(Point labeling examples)
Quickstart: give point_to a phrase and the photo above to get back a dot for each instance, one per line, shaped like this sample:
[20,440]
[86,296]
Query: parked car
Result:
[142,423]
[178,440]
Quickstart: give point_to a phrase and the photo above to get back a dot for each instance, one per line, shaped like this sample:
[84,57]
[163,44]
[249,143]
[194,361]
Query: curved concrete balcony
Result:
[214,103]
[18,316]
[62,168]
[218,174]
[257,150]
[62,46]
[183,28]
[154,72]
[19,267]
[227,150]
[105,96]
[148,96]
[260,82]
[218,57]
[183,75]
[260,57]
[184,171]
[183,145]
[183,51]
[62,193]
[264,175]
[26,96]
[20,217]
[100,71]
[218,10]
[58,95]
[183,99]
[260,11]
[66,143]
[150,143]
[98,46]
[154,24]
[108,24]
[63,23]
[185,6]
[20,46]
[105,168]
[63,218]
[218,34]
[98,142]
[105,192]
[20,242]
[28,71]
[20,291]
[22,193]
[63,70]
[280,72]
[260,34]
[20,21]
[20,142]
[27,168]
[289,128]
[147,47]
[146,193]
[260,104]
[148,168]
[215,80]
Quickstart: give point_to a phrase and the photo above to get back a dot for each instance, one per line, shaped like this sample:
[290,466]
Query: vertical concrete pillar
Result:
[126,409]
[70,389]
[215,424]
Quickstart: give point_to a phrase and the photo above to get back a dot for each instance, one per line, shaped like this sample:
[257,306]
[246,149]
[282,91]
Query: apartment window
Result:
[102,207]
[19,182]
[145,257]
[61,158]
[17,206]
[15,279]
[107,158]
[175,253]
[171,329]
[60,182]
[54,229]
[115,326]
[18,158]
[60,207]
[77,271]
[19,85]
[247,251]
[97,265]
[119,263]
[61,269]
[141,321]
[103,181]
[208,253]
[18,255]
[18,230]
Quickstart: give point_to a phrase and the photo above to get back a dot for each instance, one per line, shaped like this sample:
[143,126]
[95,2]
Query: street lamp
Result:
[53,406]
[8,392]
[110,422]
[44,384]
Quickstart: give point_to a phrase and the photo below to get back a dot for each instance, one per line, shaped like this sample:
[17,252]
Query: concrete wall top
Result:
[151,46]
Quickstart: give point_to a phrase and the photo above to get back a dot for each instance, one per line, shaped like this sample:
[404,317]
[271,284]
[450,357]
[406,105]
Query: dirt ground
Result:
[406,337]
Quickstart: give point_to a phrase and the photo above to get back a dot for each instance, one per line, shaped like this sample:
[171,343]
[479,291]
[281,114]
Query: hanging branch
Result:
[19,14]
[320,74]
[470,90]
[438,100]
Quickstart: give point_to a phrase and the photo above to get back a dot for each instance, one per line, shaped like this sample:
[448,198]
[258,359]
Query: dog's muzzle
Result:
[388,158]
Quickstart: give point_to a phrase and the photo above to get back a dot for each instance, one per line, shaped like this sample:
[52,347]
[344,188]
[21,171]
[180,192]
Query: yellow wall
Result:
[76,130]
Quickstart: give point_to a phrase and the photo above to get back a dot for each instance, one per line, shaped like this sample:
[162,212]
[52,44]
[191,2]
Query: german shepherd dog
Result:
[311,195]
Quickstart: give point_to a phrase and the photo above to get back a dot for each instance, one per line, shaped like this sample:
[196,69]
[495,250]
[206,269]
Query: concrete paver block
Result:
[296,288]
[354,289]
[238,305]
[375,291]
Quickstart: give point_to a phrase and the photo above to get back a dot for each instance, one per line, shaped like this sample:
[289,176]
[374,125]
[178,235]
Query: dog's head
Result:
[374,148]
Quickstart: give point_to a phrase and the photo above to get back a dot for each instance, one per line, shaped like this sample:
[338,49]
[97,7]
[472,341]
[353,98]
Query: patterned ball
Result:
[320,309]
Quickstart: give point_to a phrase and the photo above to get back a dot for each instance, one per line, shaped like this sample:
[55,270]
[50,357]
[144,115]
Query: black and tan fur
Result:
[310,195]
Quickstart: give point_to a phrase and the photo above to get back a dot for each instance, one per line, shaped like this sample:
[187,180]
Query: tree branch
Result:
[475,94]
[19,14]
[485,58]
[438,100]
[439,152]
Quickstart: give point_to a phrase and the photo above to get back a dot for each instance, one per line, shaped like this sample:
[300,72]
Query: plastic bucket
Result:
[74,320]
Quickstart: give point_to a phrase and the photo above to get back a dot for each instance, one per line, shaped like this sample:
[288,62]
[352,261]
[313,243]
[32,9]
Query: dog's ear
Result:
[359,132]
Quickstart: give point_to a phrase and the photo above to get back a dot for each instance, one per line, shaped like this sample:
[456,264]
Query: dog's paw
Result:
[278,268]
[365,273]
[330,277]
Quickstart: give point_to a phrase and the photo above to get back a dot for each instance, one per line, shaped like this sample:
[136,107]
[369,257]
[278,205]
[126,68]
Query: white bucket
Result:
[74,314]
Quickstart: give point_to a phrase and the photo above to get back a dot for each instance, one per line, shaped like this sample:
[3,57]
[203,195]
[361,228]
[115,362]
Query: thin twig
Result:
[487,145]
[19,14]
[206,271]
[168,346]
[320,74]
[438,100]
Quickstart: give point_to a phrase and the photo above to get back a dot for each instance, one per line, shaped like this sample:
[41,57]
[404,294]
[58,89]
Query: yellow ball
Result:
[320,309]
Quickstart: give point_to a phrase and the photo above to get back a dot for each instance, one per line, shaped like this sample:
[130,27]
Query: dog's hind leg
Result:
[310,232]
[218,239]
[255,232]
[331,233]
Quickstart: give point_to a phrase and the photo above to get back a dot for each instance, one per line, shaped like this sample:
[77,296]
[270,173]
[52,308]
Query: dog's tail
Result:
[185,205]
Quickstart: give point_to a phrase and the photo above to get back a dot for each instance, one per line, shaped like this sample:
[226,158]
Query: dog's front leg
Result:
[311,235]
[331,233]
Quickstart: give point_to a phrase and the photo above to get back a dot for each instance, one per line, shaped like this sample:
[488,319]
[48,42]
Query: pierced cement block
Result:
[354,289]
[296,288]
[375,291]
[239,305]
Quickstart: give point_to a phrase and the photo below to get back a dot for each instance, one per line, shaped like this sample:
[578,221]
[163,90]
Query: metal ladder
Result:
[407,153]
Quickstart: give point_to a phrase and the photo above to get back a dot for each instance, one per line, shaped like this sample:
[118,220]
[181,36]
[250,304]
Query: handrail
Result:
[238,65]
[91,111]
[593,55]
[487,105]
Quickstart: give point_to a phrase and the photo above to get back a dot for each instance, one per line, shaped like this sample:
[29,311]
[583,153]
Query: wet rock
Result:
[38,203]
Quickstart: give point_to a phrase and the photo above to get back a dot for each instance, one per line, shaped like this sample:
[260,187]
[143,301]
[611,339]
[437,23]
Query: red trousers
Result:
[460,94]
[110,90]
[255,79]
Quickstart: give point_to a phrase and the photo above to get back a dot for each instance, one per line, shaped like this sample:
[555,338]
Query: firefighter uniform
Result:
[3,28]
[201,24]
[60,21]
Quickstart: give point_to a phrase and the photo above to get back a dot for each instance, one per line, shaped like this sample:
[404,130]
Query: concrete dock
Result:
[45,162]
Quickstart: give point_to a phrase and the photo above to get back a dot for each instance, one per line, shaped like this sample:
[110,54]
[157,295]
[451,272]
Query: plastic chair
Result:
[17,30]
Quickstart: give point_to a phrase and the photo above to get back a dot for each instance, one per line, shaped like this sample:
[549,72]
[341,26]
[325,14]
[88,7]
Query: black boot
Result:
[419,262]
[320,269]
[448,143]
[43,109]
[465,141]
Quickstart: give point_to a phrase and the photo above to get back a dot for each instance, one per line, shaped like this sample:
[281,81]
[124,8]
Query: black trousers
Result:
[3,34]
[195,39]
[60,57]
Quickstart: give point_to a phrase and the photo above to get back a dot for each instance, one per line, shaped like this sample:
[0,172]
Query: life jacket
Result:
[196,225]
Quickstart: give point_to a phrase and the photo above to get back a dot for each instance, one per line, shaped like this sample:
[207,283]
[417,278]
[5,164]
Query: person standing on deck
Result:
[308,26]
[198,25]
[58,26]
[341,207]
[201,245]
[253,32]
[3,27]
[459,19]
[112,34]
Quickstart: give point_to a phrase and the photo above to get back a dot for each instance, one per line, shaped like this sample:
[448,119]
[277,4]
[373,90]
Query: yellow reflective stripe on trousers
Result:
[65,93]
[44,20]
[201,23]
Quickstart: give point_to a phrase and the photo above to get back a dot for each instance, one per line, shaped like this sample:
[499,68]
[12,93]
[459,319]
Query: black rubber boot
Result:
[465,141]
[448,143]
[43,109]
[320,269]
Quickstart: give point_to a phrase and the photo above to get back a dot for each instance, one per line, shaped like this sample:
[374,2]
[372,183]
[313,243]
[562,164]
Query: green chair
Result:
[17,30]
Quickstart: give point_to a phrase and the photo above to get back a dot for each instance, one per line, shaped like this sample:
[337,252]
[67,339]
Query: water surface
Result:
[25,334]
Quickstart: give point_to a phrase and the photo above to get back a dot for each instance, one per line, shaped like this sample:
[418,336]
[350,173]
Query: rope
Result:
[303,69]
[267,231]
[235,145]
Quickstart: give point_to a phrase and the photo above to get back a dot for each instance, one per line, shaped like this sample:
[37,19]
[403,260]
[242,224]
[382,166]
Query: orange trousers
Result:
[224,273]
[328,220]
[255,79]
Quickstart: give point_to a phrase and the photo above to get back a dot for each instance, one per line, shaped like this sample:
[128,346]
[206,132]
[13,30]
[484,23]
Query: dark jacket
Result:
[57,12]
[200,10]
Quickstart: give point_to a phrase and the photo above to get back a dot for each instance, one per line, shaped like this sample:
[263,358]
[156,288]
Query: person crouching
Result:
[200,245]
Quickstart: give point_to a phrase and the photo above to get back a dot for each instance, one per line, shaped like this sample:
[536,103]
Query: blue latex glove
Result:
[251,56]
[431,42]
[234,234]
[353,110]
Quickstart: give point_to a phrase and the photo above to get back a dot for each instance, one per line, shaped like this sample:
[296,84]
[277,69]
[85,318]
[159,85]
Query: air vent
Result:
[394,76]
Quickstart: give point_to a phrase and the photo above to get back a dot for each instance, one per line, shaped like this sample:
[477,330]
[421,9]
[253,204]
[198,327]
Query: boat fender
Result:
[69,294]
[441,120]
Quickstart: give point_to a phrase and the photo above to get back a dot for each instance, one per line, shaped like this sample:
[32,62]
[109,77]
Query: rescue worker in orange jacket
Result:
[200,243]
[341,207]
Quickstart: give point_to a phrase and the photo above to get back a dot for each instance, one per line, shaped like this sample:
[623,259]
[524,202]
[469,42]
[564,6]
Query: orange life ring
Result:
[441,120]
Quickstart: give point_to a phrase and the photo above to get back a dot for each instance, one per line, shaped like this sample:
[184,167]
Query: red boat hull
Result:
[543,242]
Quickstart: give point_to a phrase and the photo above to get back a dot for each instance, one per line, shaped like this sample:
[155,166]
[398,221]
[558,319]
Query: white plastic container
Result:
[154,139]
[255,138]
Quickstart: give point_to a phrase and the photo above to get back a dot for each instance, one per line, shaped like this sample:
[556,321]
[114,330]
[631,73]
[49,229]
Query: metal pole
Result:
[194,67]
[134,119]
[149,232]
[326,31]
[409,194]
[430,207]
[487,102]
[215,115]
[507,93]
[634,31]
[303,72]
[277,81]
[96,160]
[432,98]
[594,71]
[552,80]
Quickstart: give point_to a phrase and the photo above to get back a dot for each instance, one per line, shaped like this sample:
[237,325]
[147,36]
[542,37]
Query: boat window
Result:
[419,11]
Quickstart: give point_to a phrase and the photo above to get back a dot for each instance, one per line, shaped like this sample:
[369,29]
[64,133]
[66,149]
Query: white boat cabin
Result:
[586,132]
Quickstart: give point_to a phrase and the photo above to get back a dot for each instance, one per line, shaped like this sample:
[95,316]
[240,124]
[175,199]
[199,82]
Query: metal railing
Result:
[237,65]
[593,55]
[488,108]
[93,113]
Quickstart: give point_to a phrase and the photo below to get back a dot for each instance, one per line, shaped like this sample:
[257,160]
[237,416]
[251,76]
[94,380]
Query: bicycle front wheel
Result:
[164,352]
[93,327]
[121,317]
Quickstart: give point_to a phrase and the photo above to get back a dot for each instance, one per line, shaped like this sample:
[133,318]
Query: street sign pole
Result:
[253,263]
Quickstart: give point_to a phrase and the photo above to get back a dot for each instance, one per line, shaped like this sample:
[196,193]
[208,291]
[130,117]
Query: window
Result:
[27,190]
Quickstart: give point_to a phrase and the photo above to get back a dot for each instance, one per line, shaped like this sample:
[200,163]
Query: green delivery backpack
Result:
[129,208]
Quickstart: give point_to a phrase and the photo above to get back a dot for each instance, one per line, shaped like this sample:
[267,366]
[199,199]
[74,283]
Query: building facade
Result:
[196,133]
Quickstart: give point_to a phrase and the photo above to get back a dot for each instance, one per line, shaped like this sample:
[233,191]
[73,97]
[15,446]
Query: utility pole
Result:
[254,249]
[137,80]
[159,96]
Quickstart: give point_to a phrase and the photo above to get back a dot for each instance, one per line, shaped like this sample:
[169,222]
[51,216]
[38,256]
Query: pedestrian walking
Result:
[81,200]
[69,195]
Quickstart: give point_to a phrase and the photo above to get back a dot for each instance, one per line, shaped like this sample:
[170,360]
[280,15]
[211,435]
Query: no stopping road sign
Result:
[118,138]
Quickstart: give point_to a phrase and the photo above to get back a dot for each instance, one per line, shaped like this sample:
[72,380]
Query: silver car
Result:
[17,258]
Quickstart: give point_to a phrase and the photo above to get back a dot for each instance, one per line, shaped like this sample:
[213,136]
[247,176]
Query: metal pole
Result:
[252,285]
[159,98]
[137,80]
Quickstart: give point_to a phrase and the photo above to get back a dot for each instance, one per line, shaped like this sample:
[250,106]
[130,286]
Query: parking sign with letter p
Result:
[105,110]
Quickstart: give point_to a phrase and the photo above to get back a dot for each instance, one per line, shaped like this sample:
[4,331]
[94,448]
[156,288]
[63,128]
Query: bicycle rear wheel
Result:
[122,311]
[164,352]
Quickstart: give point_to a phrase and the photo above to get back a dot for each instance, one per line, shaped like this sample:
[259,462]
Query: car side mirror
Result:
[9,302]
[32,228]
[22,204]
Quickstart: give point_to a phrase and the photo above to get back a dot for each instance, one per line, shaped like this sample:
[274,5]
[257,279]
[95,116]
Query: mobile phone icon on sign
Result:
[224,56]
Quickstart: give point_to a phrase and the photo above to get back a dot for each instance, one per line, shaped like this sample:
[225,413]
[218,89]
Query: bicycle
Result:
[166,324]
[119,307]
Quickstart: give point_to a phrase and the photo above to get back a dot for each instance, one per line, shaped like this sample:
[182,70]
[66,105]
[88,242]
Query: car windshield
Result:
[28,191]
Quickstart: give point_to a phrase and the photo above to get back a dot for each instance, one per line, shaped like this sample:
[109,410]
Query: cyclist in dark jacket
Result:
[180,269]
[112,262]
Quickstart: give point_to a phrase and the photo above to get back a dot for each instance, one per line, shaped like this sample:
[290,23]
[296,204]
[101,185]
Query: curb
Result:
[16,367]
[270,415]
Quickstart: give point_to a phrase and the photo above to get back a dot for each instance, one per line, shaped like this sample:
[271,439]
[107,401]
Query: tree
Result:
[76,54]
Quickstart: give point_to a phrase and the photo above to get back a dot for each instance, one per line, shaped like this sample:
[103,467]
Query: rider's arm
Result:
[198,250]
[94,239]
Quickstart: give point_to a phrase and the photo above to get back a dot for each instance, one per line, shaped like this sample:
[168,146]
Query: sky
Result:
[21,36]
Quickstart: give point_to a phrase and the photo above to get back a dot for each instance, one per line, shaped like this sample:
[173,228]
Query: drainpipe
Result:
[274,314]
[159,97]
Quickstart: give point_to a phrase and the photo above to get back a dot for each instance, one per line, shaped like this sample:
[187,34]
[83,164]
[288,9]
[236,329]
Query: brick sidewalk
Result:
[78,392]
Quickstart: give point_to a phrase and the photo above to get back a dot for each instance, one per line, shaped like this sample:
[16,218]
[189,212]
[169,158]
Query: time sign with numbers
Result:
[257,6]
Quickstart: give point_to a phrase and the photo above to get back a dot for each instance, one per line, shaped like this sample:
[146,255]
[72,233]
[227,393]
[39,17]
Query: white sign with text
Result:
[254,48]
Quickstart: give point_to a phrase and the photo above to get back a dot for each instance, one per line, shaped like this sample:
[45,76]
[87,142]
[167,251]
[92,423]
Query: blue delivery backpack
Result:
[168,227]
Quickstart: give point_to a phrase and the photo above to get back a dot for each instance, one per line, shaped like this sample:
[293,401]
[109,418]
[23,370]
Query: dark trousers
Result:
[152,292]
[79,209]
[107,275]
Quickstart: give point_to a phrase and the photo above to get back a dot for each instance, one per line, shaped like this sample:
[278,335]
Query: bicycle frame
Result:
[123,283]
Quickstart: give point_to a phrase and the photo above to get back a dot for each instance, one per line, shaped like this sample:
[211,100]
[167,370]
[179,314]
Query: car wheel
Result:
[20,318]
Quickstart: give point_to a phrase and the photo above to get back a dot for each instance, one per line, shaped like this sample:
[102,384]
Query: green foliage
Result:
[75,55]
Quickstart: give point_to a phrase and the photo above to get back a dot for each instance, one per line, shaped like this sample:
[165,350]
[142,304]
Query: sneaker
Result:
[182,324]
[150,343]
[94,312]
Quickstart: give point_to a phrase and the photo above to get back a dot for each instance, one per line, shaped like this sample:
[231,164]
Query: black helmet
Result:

REQUIRED TASK: Please pick out every line in the rows above that contains the word "blue" and copy each one. Uppercase and lowercase count as different.

RESPONSE FOR THIS EXERCISE:
Query: blue latex glove
Query: blue delivery backpack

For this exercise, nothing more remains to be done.